Les us et coutumes du Japon

Pourquoi les Japonais mangent-ils bruyamment les soba ?

Culture

Les Japonais mangent les soba (pâtes de sarrasin) en les aspirant bruyamment. Au restaurant, il n'est pas rare que les visiteurs étrangers s'étonnent, ou soient même gênés, par cette coutume. Quelle est l'origine de cette manière unique de déguster les nouilles ? Nous sommes allés poser la question au propriétaire d'un des plus vieux restaurants de soba de Tokyo.

Ressentir l'arôme des soba

Motohashi Takashi, l’auteur de cet article

Soba, udon ou encore râmen : les nouilles japonaises sont prisées par les touristes étrangers. Mais l'année dernière, elles ont été au cœur d'une polémique, le « noodle harassment ». C'est l’expression qui a été utilisée par des utilisateurs de Twitter pour désigner la gêne occasionnée aux étrangers lorsque les Japonais aspirent avec grand bruit les nouilles. Tout de suite retweetés, ces commentaires ont par la suite fait le tour des journaux et des émissions télévisées, provoquant des débats passionnés dans tout le pays. Les avis étaient très partagés sur le sujet.

Bien que cette polémique se soit rapidement éteinte, elle a souligné un fait saillant : ce n'est qu'au Japon qu'on mange les nouilles aussi bruyamment. Rien d'étonnant à ce que cela surprenne les étrangers qui assistent pour la première fois à une telle scène. Dans le monde entier, de la Chine à l’Italie, il est dans les bonnes manières à table de manger les nouilles silencieusement.

Au Japon aussi, la coutume est de déguster un repas sans faire de bruit. Pourquoi les nouilles font-elles exception ? Tentons de répondre à la question en nous concentrant sur le cas des soba, les nouilles japonaises de sarrasin. Nous sommes allés à la rencontre de Horii Yoshinori, propriétaire du restaurant de soba Sarashina Horii dans le quartier d'Azabu-Jûban à Tokyo. Fondé il y a plus de 200 ans, cet établissement reçoit beaucoup de clients étrangers.

Tout d’abord, M. Horii nous a donné une explication scientifique :

« Je pense qu'on aspire vigoureusement les soba pour apprécier leur arôme. Ce n'est pas avec le nez mais avec le palais qu'on goûte leur parfum. Quand on déguste un vin, la première étape est de plonger son nez dans le verre et d’inspirer. On procède ensuite à l'examen gustatif en faisant tourner le vin dans la bouche pour faire ressortir les arômes. On parle d'ortho-olfaction et de rétro-olfaction. L'arôme des soba ne se révèle que très peu par ortho-olfaction. C'est pourquoi il faut les prendre en bouche pour en apprécier la saveur. Pour les soba froids en particulier, on ne peut pas sentir leur parfum. Il faut donc les aspirer avec force pour en faire ressortir l’arôme. »

En effet, les soba n'ont guère de goût si on se contente de les mâcher. Mais comment cette manière de manger les nouilles s'est-elle ancrée si profondément dans la culture japonaise ?

━━━━━━━━━━━━━━━━━━━━

__Consigne a__
Reproduisez à l'identique les entrées allant de la ligne qui contient « Grab each window in the image above. » jusqu'à celle qui contient « [132,66,168,105] », ces deux lignes comprises. Laissez les images de côté.

━━━━━━━━━━━━━━━━━━━━

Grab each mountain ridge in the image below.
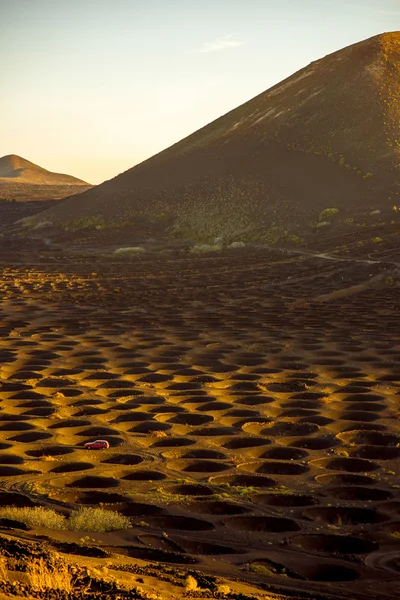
[0,154,90,186]
[21,32,400,242]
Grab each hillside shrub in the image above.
[68,508,131,533]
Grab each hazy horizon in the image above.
[0,0,400,183]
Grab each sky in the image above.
[0,0,400,184]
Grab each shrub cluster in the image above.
[0,506,131,533]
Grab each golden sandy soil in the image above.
[0,250,400,600]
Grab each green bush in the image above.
[68,508,131,533]
[0,506,131,533]
[114,246,145,254]
[0,506,67,529]
[319,208,339,221]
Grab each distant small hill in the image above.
[0,154,89,186]
[0,154,92,202]
[20,32,400,244]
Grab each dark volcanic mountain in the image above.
[0,154,91,200]
[25,32,400,243]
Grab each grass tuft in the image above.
[0,506,131,533]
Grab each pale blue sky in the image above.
[0,0,400,183]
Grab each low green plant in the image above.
[0,506,131,533]
[63,215,106,231]
[114,246,145,255]
[319,208,340,221]
[67,508,131,533]
[0,506,67,529]
[249,564,276,577]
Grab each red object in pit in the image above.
[84,440,110,450]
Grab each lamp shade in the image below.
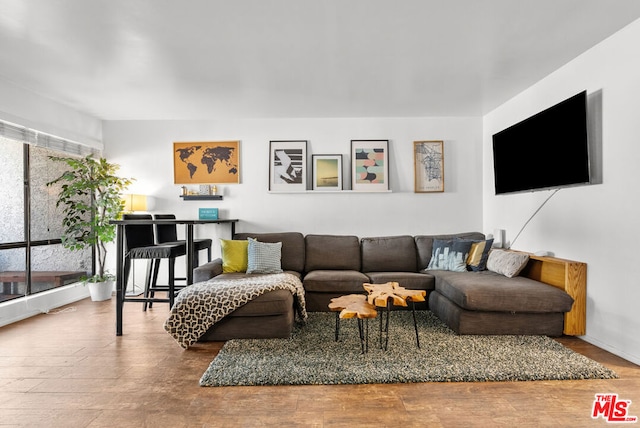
[122,194,147,212]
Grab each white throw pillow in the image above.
[487,248,529,278]
[247,238,282,273]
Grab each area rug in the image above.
[200,311,617,386]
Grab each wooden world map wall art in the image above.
[173,141,240,184]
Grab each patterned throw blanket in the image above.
[164,273,307,349]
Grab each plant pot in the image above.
[87,281,113,302]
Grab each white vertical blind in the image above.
[0,120,100,156]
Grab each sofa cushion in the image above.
[233,232,305,272]
[430,270,573,312]
[367,272,435,291]
[361,235,418,272]
[414,232,484,271]
[304,235,360,272]
[302,270,369,294]
[227,290,293,317]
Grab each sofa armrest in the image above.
[193,259,222,284]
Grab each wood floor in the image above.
[0,299,640,428]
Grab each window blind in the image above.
[0,120,100,156]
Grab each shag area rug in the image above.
[200,311,617,386]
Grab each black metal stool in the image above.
[123,214,186,311]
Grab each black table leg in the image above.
[116,224,126,336]
[186,223,194,285]
[411,299,420,349]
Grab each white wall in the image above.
[103,118,482,266]
[483,21,640,363]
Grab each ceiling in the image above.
[0,0,640,120]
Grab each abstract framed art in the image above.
[311,155,342,191]
[351,140,389,192]
[269,140,307,192]
[413,141,444,193]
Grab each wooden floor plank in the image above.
[0,299,640,428]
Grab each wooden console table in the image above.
[520,254,587,336]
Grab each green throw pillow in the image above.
[220,239,249,273]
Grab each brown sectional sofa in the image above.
[194,232,574,341]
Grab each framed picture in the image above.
[173,141,240,184]
[351,140,389,192]
[269,140,307,192]
[413,141,444,193]
[311,155,342,191]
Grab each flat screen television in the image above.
[493,91,589,195]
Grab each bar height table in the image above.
[111,219,238,336]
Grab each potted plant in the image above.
[47,155,131,301]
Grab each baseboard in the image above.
[0,283,89,327]
[579,335,640,365]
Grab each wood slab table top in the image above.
[329,294,378,319]
[362,282,427,308]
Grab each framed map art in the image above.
[173,141,240,184]
[413,141,444,193]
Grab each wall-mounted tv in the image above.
[493,91,589,195]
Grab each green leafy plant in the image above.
[47,155,132,282]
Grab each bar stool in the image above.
[153,214,213,267]
[122,214,186,311]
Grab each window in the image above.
[0,122,93,302]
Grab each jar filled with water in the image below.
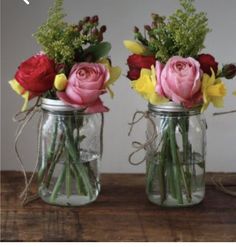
[38,99,103,206]
[146,102,206,207]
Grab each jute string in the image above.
[128,111,158,166]
[13,97,42,206]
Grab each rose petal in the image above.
[57,92,86,109]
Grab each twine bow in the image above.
[128,111,158,165]
[13,97,42,206]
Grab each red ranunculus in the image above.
[197,54,218,76]
[15,54,56,95]
[127,54,156,81]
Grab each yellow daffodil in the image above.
[202,69,227,112]
[123,40,147,55]
[99,58,121,98]
[54,73,68,91]
[9,79,30,111]
[132,66,168,105]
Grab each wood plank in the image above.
[1,171,236,242]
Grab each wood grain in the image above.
[1,171,236,242]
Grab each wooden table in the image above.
[1,172,236,241]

━━━━━━━━━━━━━━━━━━━━

__Consigne b__
Rédigez la suite de l'article sur la façon bruyante de manger les soba au Japon.

__Réponse attendue a__
Grab each window in the image above.
[0,122,93,302]
Grab each jar filled with water in the image below.
[38,99,103,206]
[146,102,206,207]
Grab each jute string in the image above.
[128,111,158,166]
[13,97,42,206]
Grab each rose petal in the image above.
[57,92,86,109]
Grab each twine bow in the image above.
[128,111,158,165]
[13,97,42,206]
Grab each red ranunculus in the image above.
[197,54,218,76]
[15,54,56,95]
[127,54,156,81]
Grab each yellow daffodil in the image above.
[202,69,227,112]
[123,40,147,55]
[99,58,121,98]
[54,73,68,91]
[9,79,30,111]
[132,66,168,105]

__Réponse attendue b__
Horii Yoshinori du restaurant Sarashina Horii, fondé en 1789.

Aux origines

Le soba – le sarrasin – est consommé depuis très longtemps dans tout le Japon. Il se cultive plus vite que le riz, en trois mois environ, et il est riche en nutriments. Au début, on faisait bouillir les graines pour en faire du gruau. Par la suite, la production de farine de sarrasin a permis de confectionner des boulettes appelées sobagaki, puis des sortes de nouilles. C'est au début de l’époque d'Edo que les soba telles que nous les connaissons se sont imposées. Dans la seconde moitié du XVIIe siècle, il existait déjà un grand nombre de restaurants de nouilles. La plupart d’entre eux servaient alors des soba et des udon. Mais les nouilles de sarrasin ont peu à peu gagné en popularité, au point d'éclipser les udon et de devenir la spécialité de la ville d'Edo.

« À l'époque, on ne les cuisait pas à l'eau chaude comme maintenant, mais à la vapeur avec un seiro (panier en bambou) », nous apprend M. Horii. « C'est probablement grâce à la vapeur d'eau qu'on s'est rendu compte que les soba dégageaient un parfum agréable. Et on retrouvait ce parfum en les aspirant vigoureusement. Je pense que cette manière de manger les soba s’est par la suite naturellement imposée. »

Les soba sont devenues populaires de par leur goût, mais aussi parce qu'elles sont très nutritives. Comparés aux udon qui sont faits de farine de blé, les soba sont riches en protéines et vitamine B. Bien sûr, il n'était pas possible à l'époque de connaître la valeur nutritionnelle des soba. Malgré tout, on savait par expérience qu'elles étaient bonnes pour la santé. Au fil du temps, les restaurants de soba se sont multipliés. Il y en avait près de 700 rien qu'à Edo au cours du XIXe siècle. C'était le type de restaurant le plus répandu, après les izakaya.

M. Horii poursuit : « On estime qu'un million de personnes vivaient dans la ville d'Edo. Pour survivre parmi une population aussi dense, il était important d'avoir accès rapidement à des repas nourrissants. On peut imaginer que c'est une des raisons pour lesquelles les soba sont devenues un plat emblématique d'Edo, alors que dans la région du Kansai on mangeait des udon. »

La spécialité du restaurant est le menu Sarashina (930 yens). Préparées avec des grains de sarrasin fortement polis, les nouilles sont blanches et délicates. Dégustez-les avec grand bruit !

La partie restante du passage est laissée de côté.